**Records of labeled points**
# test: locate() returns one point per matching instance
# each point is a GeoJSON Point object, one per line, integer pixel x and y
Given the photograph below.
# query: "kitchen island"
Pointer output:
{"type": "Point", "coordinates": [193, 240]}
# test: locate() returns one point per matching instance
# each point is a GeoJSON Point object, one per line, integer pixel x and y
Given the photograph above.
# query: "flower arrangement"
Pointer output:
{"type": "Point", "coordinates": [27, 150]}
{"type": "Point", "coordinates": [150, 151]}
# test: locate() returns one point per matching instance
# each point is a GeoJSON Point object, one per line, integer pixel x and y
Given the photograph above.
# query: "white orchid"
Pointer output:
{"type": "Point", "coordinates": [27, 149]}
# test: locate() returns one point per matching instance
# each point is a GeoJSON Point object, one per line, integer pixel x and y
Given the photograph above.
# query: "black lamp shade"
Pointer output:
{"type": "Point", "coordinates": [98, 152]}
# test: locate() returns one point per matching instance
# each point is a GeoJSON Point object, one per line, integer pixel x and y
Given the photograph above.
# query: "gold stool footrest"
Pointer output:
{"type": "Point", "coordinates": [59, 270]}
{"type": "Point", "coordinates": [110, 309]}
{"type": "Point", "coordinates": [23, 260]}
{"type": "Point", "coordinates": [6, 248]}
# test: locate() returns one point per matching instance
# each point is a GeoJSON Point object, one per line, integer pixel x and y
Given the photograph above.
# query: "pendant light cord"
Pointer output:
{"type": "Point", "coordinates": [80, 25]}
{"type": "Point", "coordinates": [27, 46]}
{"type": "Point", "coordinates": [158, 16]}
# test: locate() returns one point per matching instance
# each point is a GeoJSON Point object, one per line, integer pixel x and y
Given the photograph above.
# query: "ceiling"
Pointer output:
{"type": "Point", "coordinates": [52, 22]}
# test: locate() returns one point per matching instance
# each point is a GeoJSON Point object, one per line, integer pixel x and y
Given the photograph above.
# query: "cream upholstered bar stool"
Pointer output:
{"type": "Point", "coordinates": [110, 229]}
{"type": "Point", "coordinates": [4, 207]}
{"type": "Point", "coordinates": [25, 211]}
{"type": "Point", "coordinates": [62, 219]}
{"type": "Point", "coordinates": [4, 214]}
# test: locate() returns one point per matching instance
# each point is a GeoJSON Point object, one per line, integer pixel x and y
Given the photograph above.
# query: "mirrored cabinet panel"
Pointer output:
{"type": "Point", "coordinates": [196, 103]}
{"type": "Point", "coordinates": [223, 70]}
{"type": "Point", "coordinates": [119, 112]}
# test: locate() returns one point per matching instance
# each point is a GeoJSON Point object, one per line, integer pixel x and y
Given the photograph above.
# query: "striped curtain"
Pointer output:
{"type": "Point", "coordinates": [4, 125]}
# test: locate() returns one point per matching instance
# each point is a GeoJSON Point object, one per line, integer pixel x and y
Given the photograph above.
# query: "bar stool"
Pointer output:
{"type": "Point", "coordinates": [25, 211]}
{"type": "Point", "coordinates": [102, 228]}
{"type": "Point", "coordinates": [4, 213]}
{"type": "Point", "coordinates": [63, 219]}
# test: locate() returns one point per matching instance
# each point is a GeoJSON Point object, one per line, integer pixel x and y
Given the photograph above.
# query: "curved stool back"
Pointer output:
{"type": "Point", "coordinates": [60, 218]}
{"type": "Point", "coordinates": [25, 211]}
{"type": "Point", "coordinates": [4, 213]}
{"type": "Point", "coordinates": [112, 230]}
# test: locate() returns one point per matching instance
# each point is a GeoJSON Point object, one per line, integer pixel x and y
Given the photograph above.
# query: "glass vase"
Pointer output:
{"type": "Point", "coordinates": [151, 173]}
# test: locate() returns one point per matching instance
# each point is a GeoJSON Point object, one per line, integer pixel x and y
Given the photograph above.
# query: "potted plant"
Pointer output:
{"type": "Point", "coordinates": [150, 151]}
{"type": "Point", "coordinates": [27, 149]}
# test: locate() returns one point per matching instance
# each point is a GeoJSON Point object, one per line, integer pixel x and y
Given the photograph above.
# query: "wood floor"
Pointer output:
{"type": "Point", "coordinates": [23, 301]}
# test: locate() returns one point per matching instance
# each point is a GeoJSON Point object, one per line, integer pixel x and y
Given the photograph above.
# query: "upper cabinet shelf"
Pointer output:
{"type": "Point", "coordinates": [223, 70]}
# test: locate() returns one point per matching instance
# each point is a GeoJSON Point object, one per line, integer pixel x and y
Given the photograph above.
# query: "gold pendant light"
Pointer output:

**Job**
Write every line of the material above again, exactly.

**Written answer**
# test: locate() returns one point per matching instance
# each point is a GeoJSON Point object, one per line, integer pixel x and y
Given the photograph below.
# query: "kitchen island"
Pointer output:
{"type": "Point", "coordinates": [193, 240]}
# test: locate() returns one point per matching instance
# each point is a GeoJSON Point object, one per line, integer pixel x and y
Given the photograph above.
# query: "flower arrangement"
Pointer output:
{"type": "Point", "coordinates": [27, 150]}
{"type": "Point", "coordinates": [150, 151]}
# test: locate() returns one point per matching instance
# each point is a GeoJSON Point object, one per line, integer pixel x and y
Given the photograph above.
# query: "white orchid"
Pointer output:
{"type": "Point", "coordinates": [27, 149]}
# test: locate() returns one point per matching instance
# each point is a GeoJSON Point object, one per line, integer pixel x and y
Given the photograph above.
# query: "black lamp shade"
Pointer output:
{"type": "Point", "coordinates": [98, 152]}
# test: locate() returns one point per matching instance
# each point is a GeoJSON Point object, one per line, integer pixel x and y
Given the photograph above.
# query: "gold stool footrest"
Pointer output:
{"type": "Point", "coordinates": [59, 270]}
{"type": "Point", "coordinates": [110, 309]}
{"type": "Point", "coordinates": [23, 260]}
{"type": "Point", "coordinates": [6, 248]}
# test: locate() returns one point per matching instance
# each point is a GeoJSON Point object, one per line, integer pixel x and y
Given the photograph above.
# query: "pendant light cord"
Pointer output:
{"type": "Point", "coordinates": [80, 25]}
{"type": "Point", "coordinates": [27, 46]}
{"type": "Point", "coordinates": [158, 16]}
# test: locate() returns one point per matching instance
# each point is a GeoJSON Point object, one per line, integer pixel x and y
Given the photograph above.
# query: "ceiling"
Pointer output:
{"type": "Point", "coordinates": [52, 22]}
# test: locate() returns one point per matching instance
# each point is a GeoJSON Point object, one per line, integer pixel x and y
Given the photograph above.
# query: "cream upholstered bar stool"
Pointer output:
{"type": "Point", "coordinates": [110, 229]}
{"type": "Point", "coordinates": [4, 207]}
{"type": "Point", "coordinates": [25, 211]}
{"type": "Point", "coordinates": [62, 219]}
{"type": "Point", "coordinates": [4, 214]}
# test: locate() returns one point per matching instance
# each point is a GeoJSON Point object, one per line, integer pixel x and y
Given the photograph above.
# query: "mirrored cabinet panel"
Pointer output:
{"type": "Point", "coordinates": [196, 103]}
{"type": "Point", "coordinates": [223, 70]}
{"type": "Point", "coordinates": [119, 112]}
# test: locate() returns one point per matching instance
# each point is a GeoJSON Point object, one per line, integer pixel x and y
Given the photograph above.
# query: "striped curtain"
Pointer output:
{"type": "Point", "coordinates": [4, 125]}
# test: locate() returns one point per matching instance
# each point is a GeoJSON Point object, one per line, integer pixel x and y
Given the photograph above.
# query: "bar stool"
Pointer output:
{"type": "Point", "coordinates": [25, 211]}
{"type": "Point", "coordinates": [102, 228]}
{"type": "Point", "coordinates": [4, 213]}
{"type": "Point", "coordinates": [63, 219]}
# test: locate() returns one point per matching instance
# each point is a GeoJSON Point object, one per line, integer pixel x and y
Given the photograph above.
# query: "curved stool back"
Pointer output:
{"type": "Point", "coordinates": [60, 218]}
{"type": "Point", "coordinates": [25, 211]}
{"type": "Point", "coordinates": [4, 213]}
{"type": "Point", "coordinates": [112, 230]}
# test: locate() returns one point per matching instance
# each point is a GeoJSON Point object, one per line, integer pixel x and y
Given the photograph above.
# query: "glass vase"
Pointer output:
{"type": "Point", "coordinates": [151, 173]}
# test: locate() returns one point per matching instance
# each point is a GeoJSON Point object, one per line, integer pixel x and y
Given the photograph above.
# query: "potted plant"
Pointer output:
{"type": "Point", "coordinates": [150, 151]}
{"type": "Point", "coordinates": [27, 149]}
# test: locate() returns one point per matching instance
# each point is a GeoJSON Point object, one per line, integer pixel x and y
Given the photograph above.
# query: "wood floor"
Pointer output:
{"type": "Point", "coordinates": [23, 301]}
# test: locate() returns one point per matching instance
# each point is a GeoJSON Point object, one per line, integer pixel x and y
Given the photograph above.
# query: "upper cabinet shelf"
Pointer output:
{"type": "Point", "coordinates": [223, 70]}
# test: locate() returns one point per matching instance
# each point is a GeoJSON Point object, one per line, integer pixel x and y
Given the photograph above.
# query: "gold pendant light"
Pointer output:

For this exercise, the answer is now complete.